■ WORK INSTRUCTIONS
Restate the whole listing exactly, leaving nothing out.

■ RECORDS FOR PROCESSING

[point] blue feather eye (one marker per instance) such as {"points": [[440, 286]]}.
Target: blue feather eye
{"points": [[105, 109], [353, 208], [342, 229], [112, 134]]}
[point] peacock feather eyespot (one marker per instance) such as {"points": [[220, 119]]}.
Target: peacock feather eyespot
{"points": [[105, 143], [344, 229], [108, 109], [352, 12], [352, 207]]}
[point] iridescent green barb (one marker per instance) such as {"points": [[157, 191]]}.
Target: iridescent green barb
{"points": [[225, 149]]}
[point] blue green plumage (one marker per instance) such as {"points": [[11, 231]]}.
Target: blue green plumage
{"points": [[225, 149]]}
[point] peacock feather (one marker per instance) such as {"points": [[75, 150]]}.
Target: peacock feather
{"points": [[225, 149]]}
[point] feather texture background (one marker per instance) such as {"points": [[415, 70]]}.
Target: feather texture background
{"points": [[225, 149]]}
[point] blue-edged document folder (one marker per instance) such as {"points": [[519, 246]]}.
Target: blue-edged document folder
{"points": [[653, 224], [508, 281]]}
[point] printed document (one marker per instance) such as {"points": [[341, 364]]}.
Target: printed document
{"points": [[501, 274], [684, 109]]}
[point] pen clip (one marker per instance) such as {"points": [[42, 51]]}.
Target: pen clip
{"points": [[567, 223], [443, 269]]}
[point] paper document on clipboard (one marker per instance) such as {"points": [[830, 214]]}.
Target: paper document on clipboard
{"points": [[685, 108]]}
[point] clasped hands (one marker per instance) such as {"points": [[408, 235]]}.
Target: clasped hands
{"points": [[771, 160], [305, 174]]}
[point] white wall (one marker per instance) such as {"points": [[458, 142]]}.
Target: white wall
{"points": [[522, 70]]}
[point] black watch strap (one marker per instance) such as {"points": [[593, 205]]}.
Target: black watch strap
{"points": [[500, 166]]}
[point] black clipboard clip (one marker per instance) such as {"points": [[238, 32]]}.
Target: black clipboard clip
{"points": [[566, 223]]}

■ WRITTEN REPLY
[point] blue feather eye (one marker per instance) such as {"points": [[440, 286]]}.
Target: blue feather eye
{"points": [[105, 109], [353, 208], [342, 229], [112, 134]]}
[point] peacock feather eyespot (one marker per instance) such as {"points": [[220, 119]]}.
Target: peacock feather eyespot
{"points": [[105, 143], [344, 229], [108, 109], [352, 12], [352, 207]]}
[point] iridescent green barb (one marker per instance) such as {"points": [[157, 191]]}.
Target: iridescent green barb
{"points": [[225, 149]]}
[point] blue green plumage (one marker per instance) such as {"points": [[11, 231]]}.
Target: blue green plumage
{"points": [[225, 149]]}
[point] peacock feather (one marker per instance) such as {"points": [[75, 150]]}.
Target: peacock feather
{"points": [[225, 149]]}
[point] feather texture background (one marker per instance) such as {"points": [[415, 70]]}.
Target: feather texture background
{"points": [[225, 149]]}
[point] blue-edged document folder (one marker per instance) such as {"points": [[519, 246]]}.
Target: blue-edged document folder
{"points": [[653, 224], [508, 281]]}
[point] printed document (one marker per instance) such as {"points": [[341, 364]]}.
Target: printed document
{"points": [[501, 274], [684, 109]]}
[point] pen clip (one marker per instance) such as {"points": [[42, 51]]}.
Target: pen clip
{"points": [[567, 223], [443, 269]]}
[point] paper document on clipboard (one marker per instance) such as {"points": [[830, 214]]}.
Target: paper document on clipboard
{"points": [[685, 108]]}
[point] clasped hands (one marker per instance) such as {"points": [[408, 235]]}.
Target: clasped hands
{"points": [[771, 160], [305, 174]]}
[point] white wall (one marker per instance) such as {"points": [[458, 142]]}.
Target: white wall
{"points": [[522, 70]]}
[point] black watch strap (one marker per instance) such as {"points": [[593, 205]]}.
Target: black watch strap
{"points": [[500, 166]]}
[point] black clipboard clip (one marker per instance) such as {"points": [[238, 32]]}.
Target: black clipboard clip
{"points": [[566, 223]]}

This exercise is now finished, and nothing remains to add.